**MATERIAL PROVIDED**
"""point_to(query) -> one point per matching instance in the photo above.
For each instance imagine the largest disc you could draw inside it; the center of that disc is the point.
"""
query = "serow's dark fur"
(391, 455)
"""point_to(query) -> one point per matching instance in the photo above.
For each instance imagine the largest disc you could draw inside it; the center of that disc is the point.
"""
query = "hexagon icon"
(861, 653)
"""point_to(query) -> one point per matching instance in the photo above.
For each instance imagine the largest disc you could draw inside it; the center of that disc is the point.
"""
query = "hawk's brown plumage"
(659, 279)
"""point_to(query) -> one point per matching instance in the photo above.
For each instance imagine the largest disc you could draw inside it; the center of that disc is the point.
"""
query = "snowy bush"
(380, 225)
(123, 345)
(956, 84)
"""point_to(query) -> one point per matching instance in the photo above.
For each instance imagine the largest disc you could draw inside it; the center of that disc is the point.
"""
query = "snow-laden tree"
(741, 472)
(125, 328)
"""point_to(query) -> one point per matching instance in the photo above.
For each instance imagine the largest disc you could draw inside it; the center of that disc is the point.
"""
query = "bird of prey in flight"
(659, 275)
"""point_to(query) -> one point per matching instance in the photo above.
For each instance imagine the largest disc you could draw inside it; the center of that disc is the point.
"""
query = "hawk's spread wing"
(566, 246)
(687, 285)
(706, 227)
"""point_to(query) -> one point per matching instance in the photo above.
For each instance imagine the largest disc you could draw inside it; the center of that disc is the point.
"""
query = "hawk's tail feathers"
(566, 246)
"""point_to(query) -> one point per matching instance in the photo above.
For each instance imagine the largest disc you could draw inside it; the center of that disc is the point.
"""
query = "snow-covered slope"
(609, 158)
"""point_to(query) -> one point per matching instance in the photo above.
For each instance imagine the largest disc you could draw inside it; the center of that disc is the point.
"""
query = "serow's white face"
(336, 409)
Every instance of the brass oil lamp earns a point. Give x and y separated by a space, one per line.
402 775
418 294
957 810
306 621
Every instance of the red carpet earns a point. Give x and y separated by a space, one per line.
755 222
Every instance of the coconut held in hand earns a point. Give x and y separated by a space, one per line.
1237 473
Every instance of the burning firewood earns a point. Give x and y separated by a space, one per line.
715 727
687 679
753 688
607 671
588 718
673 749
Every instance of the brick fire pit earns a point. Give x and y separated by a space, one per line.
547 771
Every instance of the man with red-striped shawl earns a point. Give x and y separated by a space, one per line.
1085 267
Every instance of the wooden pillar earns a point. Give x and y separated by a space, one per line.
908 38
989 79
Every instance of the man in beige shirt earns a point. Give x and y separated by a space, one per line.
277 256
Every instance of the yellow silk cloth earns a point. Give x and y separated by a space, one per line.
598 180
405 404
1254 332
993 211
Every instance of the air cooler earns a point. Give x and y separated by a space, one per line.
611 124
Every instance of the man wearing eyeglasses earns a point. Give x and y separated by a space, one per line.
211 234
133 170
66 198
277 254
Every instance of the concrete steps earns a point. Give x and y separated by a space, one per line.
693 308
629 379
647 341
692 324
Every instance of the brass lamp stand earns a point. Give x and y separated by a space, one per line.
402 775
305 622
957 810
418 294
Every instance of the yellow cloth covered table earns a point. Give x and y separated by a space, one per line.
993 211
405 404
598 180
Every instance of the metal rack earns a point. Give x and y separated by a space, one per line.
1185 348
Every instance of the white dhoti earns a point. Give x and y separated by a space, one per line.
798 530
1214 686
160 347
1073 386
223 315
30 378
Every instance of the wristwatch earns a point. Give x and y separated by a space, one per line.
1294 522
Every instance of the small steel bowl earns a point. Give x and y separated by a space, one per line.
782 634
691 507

**WRITTEN EXERCISE**
Please convert all lines of the items above into a Markdown table with the columns Row and Line. Number the rows in order and leave out blank lines.

**TASK RESPONSE**
| Row | Line |
|---|---|
| 1 | """point_to(query) -> one point per matching instance in the photo above. |
| 2 | For each instance imagine the largest disc you could draw inside it; the center of that disc is the point. |
| 3 | """ |
| 4 | query = "serow's dark fur" |
| 5 | (391, 455) |
| 6 | """point_to(query) -> one point per matching instance in the photo above. |
| 7 | For each instance imagine the largest disc you could draw inside it; the center of that disc is the point. |
| 8 | """ |
| 9 | query = "hexagon icon" |
| 10 | (861, 653) |
| 11 | """point_to(query) -> one point per matching instance in the photo above. |
| 12 | For each instance imagine the largest disc you could draw inside it; the center of that disc is the point. |
| 13 | """ |
| 14 | query = "hawk's brown plumage" |
| 15 | (659, 279) |
| 16 | """point_to(query) -> one point per matching instance in the photo above. |
| 17 | For each instance imagine the largest disc you could draw inside it; the center of that disc is the point. |
| 18 | """ |
| 19 | query = "snowy bush" |
| 20 | (380, 225) |
| 21 | (123, 345) |
| 22 | (956, 84) |
| 23 | """point_to(query) -> one point per matching instance in the photo above. |
| 24 | For each instance imagine the largest disc you could draw inside it; the center of that disc is the point. |
| 25 | """ |
| 26 | query = "snow-laden tree" |
| 27 | (741, 472) |
| 28 | (125, 328) |
| 29 | """point_to(query) -> one point per matching instance in the photo above. |
| 30 | For each instance imagine the largest disc you could draw inside it; the center of that disc is the point. |
| 31 | """ |
| 32 | query = "bird of prey in flight" |
| 33 | (659, 275) |
| 34 | """point_to(query) -> one point per matching instance in the photo above. |
| 35 | For each instance imagine the largest disc you could draw inside it; the center of that disc is the point. |
| 36 | """ |
| 37 | query = "hawk's spread wing" |
| 38 | (566, 246) |
| 39 | (687, 285) |
| 40 | (706, 227) |
| 41 | """point_to(query) -> one point per matching instance in the photo above. |
| 42 | For each instance imagine the largest disc you could draw inside it; the center of that disc is the point. |
| 43 | """ |
| 44 | query = "hawk's tail feathers" |
| 45 | (566, 246) |
| 46 | """point_to(query) -> one point per matching instance in the photo above. |
| 47 | For each instance imagine the largest disc you could draw inside it; the center of that disc is the point. |
| 48 | """ |
| 49 | query = "snow-covered slope" |
| 50 | (609, 158) |
| 51 | """point_to(query) -> one point per matching instance in the photo above. |
| 52 | For each instance imagine the largest disc you could draw inside it; the center of that disc is the point. |
| 53 | """ |
| 54 | query = "serow's white face" |
| 55 | (336, 409) |
| 56 | Every instance of the brass oil lamp earns a point. Give x and y separated by a space, one per line. |
| 57 | 402 775 |
| 58 | 418 294 |
| 59 | 957 810 |
| 60 | 306 621 |
| 61 | Every instance of the red carpet earns a point. Give x and y separated by a space, one per line. |
| 62 | 755 222 |
| 63 | Every instance of the coconut held in hand earns a point. Give x and y separated by a space, one per line. |
| 64 | 1237 473 |
| 65 | Every instance of the burning firewood earns a point. Give x and y separated by a space, one per line. |
| 66 | 715 727 |
| 67 | 687 679 |
| 68 | 753 688 |
| 69 | 607 671 |
| 70 | 588 718 |
| 71 | 673 749 |
| 72 | Every instance of the brick fire pit earns a point. Give x and y separated by a space, one per line. |
| 73 | 547 771 |
| 74 | Every instance of the man with red-striped shawl earns a point. Give x and y separated by a space, one per line. |
| 75 | 1085 267 |
| 76 | Every instance of the wooden pillar earns a point. Give x and y separated by a space, one per line. |
| 77 | 908 38 |
| 78 | 989 79 |
| 79 | Every instance of the man in beige shirt earns a point. Give x and y separated by a space, one per line. |
| 80 | 277 256 |
| 81 | Every instance of the yellow silk cloth earns a point. Give x and y separated by a space, one per line. |
| 82 | 598 180 |
| 83 | 405 404 |
| 84 | 1254 332 |
| 85 | 993 211 |
| 86 | Every instance of the air cooler earns a point. Give x and y separated by a space, one per line. |
| 87 | 611 124 |
| 88 | Every instance of the man wearing eyeglasses earns a point. Give x and y separated by a space, one per line. |
| 89 | 211 234 |
| 90 | 133 170 |
| 91 | 66 198 |
| 92 | 277 254 |
| 93 | Every instance of the concrete steps earns a point. Give x and y separated by a space, one per line. |
| 94 | 693 308 |
| 95 | 629 379 |
| 96 | 647 341 |
| 97 | 692 324 |
| 98 | Every instance of the brass lamp stand earns a point. Give x and y separated by a space, one per line. |
| 99 | 402 775 |
| 100 | 305 622 |
| 101 | 957 810 |
| 102 | 418 294 |
| 103 | Every instance of the yellow cloth covered table earns a point. Give x and y separated by a space, one per line. |
| 104 | 993 211 |
| 105 | 405 404 |
| 106 | 598 180 |
| 107 | Every instance of the metal rack earns a point. Give x and y separated by a space, one per line. |
| 108 | 1185 348 |
| 109 | Every instance of the white dhoti earns a point. Give x and y separated by a space, one per line. |
| 110 | 798 530 |
| 111 | 1214 686 |
| 112 | 160 347 |
| 113 | 1073 386 |
| 114 | 223 315 |
| 115 | 30 378 |
| 116 | Every instance of the wristwatch earns a point. Give x and y separated by a space, one per line. |
| 117 | 1294 522 |
| 118 | Every instance of the small steel bowl earns a point. Give x and y separated by a space, one per line. |
| 119 | 782 634 |
| 120 | 691 507 |